Prompt 1 —
Copy the forum reply about crawling password-protected pages with Nutch 0.9, reproducing every line without change.

Re: Not able to crawl password protected pages using NUTCH 0.9

Posted by biswajit_rout <bi...@lntinfotech.com>.
Hi Susam,

Please find the latest log file(latest.log), which shows different error.

2008-09-16 20:46:16,102 DEBUG httpclient.Http - url:
http://10.222.18.113:8080/robots.txt; status code: 404; bytes received: 985;
Content-Length: 985
2008-09-16 20:46:16,384 DEBUG httpclient.Http - url:
http://10.222.18.113:8080/dao/; status code: 200; bytes received: 1941;
Content-Length: 1941

Thanks in advance...

Best regards,
Biswajit.


biswajit_rout wrote:
> 
> Hi Susam,
> 
> Thanks for your immediate response...
> Herewith i am attaching the debug enabled log
> file(debugenabled_hadoop.log). Kindly go through the file and let me know
> what is missing from my end...
> 
> Best regards,
> Biswajit.

Record excerpts —
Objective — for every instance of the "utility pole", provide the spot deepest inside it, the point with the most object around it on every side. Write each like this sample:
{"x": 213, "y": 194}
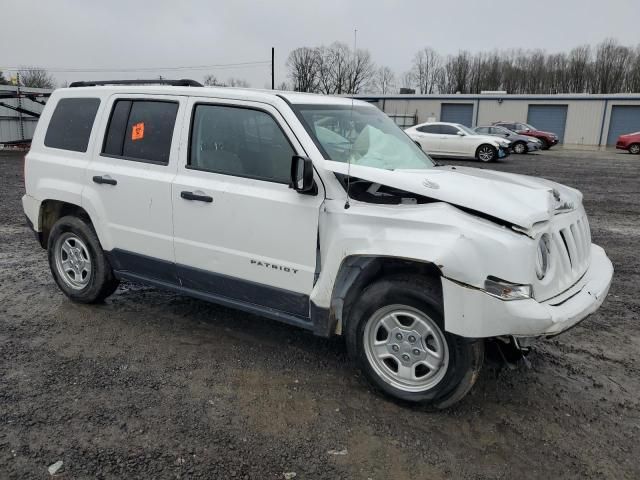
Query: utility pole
{"x": 20, "y": 118}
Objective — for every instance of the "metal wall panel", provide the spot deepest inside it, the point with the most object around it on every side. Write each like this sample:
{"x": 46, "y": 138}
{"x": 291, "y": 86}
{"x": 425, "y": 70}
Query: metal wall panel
{"x": 457, "y": 113}
{"x": 624, "y": 119}
{"x": 549, "y": 118}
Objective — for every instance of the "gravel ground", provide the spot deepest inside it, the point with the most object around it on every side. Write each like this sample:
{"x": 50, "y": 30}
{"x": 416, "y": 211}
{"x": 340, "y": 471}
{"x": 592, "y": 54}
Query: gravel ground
{"x": 153, "y": 384}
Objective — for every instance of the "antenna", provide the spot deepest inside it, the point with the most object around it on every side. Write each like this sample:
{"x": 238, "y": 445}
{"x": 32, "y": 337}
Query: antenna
{"x": 346, "y": 203}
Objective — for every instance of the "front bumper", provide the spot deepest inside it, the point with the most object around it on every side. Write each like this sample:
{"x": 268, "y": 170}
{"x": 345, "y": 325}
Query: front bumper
{"x": 470, "y": 312}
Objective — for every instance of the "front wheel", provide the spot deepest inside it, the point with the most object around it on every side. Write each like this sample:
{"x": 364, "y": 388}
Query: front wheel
{"x": 396, "y": 335}
{"x": 486, "y": 153}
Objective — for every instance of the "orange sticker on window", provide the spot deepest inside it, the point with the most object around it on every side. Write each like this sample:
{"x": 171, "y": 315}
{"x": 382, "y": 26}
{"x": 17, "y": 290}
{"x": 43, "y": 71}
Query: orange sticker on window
{"x": 137, "y": 131}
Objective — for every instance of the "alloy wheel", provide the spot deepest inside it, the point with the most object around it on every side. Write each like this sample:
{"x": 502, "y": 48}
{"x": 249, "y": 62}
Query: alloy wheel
{"x": 406, "y": 348}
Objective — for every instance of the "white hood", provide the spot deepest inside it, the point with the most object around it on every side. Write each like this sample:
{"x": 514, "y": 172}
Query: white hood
{"x": 517, "y": 199}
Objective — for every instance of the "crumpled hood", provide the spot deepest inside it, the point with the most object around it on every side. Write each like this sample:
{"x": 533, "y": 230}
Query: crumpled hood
{"x": 518, "y": 199}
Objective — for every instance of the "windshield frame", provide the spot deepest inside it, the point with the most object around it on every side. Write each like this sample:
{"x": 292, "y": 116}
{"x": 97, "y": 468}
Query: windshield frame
{"x": 298, "y": 111}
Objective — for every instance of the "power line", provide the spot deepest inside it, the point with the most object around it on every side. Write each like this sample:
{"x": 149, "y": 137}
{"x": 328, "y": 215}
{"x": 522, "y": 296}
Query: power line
{"x": 142, "y": 69}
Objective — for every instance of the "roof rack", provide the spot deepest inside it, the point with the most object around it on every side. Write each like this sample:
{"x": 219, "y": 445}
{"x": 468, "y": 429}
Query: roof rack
{"x": 185, "y": 82}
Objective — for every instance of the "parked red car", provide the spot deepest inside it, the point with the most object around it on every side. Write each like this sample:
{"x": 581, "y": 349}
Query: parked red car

Prompt 2 —
How many lines of the listing above contain the word "panel"? Reply with the number alone.

Full answer 1 —
Re: Not able to crawl password protected pages using NUTCH 0.9

Posted by biswajit_rout <bi...@lntinfotech.com>.
Hi Susam,

Please find the latest log file(latest.log), which shows different error.

2008-09-16 20:46:16,102 DEBUG httpclient.Http - url:
http://10.222.18.113:8080/robots.txt; status code: 404; bytes received: 985;
Content-Length: 985
2008-09-16 20:46:16,384 DEBUG httpclient.Http - url:
http://10.222.18.113:8080/dao/; status code: 200; bytes received: 1941;
Content-Length: 1941

Thanks in advance...

Best regards,
Biswajit.


biswajit_rout wrote:
> 
> Hi Susam,
> 
> Thanks for your immediate response...
> Herewith i am attaching the debug enabled log
> file(debugenabled_hadoop.log). Kindly go through the file and let me know
> what is missing from my end...
> 
> Best regards,
> Biswajit.

Full answer 2 —
2